In the items from the line containing "If you could drop a marker on the car side" through the end of the items, inclusive, change every "tree foliage" to "leafy canopy", and reproduce those lines with nothing else altered.

Records from a dataset
--

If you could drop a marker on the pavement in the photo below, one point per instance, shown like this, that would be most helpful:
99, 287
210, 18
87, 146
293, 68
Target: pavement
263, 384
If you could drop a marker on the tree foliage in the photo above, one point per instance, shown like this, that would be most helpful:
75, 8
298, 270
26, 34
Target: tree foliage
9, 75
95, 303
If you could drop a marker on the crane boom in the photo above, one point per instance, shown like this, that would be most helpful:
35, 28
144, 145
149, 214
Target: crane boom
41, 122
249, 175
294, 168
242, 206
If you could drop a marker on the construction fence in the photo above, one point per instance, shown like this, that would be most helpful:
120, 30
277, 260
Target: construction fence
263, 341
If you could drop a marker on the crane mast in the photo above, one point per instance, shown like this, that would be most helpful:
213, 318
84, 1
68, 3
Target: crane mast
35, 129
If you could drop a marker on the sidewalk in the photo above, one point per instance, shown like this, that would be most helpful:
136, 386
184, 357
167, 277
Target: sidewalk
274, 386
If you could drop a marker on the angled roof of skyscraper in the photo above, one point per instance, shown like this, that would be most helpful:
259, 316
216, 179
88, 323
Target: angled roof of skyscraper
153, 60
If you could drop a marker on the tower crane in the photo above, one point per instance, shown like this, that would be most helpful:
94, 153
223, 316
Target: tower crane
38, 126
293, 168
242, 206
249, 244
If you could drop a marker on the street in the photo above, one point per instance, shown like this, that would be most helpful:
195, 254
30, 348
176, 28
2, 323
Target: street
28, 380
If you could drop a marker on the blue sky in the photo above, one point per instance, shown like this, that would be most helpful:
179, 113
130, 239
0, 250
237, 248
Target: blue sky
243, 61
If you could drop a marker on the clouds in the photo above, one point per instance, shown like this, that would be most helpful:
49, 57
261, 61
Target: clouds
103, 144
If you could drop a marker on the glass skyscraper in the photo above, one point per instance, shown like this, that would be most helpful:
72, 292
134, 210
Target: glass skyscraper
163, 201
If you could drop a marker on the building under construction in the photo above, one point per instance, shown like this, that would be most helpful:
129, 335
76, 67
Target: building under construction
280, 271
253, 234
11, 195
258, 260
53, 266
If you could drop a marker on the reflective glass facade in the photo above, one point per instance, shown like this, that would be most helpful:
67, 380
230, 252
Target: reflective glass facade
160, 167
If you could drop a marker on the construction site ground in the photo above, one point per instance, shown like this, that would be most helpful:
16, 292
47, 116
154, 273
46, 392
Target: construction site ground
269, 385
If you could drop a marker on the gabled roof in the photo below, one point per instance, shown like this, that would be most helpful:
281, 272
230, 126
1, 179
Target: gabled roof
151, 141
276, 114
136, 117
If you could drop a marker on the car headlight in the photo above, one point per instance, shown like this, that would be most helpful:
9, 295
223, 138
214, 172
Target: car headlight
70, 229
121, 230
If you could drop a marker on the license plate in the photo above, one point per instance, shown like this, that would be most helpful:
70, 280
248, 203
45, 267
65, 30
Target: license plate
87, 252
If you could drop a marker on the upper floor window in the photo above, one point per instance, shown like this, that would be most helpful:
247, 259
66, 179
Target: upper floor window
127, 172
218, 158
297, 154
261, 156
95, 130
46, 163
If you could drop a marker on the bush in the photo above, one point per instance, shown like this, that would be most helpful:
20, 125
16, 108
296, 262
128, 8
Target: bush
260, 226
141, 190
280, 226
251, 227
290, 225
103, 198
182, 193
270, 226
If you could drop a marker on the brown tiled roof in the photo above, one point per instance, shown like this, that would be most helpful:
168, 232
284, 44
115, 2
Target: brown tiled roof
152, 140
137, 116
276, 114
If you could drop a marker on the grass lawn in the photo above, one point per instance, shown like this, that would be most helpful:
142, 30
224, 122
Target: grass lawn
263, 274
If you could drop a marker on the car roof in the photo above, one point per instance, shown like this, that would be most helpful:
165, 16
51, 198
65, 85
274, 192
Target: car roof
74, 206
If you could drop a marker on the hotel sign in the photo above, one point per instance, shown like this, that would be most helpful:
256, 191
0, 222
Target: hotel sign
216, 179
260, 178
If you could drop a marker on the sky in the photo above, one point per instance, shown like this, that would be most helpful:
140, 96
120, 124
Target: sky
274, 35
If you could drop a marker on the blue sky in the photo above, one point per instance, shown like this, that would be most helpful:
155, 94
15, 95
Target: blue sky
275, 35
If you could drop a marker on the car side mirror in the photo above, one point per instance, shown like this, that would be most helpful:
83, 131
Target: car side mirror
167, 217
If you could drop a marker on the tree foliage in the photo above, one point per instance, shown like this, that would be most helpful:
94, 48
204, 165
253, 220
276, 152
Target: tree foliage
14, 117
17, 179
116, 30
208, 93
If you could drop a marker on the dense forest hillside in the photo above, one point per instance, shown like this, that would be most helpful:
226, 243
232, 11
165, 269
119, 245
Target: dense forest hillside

--

• Answer for the task
If you could drop a marker on the car side mirror in the photo above, one point per instance, shown like this, that would be most helpful:
83, 131
Target: car side mirror
167, 217
If you could drop a marker on the leafy canopy in the photo above, one point per instance, shown like this, that would be most helpful:
94, 48
204, 165
253, 220
276, 152
Target: leafy canopy
14, 117
17, 179
116, 30
208, 93
If you could drop a marker on the dense forest hillside in the photo above, one point per instance, shown like this, that would be most helpful:
226, 243
232, 11
165, 269
119, 245
Target: dense forest hillside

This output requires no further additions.